__Directions__
Could you repeat word for word only the lines from the one containing "Guideline: for every instance of the grass" to the last line of the data below?

Stored data entries:
▼
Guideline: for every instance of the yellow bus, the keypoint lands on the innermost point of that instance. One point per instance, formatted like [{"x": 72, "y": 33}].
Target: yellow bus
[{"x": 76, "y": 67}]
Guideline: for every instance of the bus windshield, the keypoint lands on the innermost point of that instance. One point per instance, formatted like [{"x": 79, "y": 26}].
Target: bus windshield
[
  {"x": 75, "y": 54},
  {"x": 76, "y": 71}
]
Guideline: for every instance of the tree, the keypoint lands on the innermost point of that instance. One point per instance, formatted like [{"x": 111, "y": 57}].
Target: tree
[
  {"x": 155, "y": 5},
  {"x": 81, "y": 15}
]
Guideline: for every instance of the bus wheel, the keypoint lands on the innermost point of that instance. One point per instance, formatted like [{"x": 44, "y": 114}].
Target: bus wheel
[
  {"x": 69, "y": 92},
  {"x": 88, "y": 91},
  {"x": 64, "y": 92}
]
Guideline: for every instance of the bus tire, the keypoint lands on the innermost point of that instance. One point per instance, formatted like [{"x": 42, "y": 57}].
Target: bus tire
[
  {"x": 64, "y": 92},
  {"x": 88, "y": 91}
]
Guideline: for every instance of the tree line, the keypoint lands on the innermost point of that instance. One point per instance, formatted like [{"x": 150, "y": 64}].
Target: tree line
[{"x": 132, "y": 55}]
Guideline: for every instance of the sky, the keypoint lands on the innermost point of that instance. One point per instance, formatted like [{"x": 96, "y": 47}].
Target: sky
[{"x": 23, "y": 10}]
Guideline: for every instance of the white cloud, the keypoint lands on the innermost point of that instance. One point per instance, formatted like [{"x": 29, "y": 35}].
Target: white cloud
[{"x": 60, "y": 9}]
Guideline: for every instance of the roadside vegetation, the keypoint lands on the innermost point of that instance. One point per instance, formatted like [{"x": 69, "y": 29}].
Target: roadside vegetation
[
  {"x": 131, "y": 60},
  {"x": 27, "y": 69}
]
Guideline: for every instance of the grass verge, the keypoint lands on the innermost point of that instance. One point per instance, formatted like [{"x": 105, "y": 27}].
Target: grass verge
▲
__Written response__
Guideline: for every instance of the grass verge, the keypoint lands on the innermost point of that instance. One point per instance, formatted like [{"x": 105, "y": 27}].
Target: grass verge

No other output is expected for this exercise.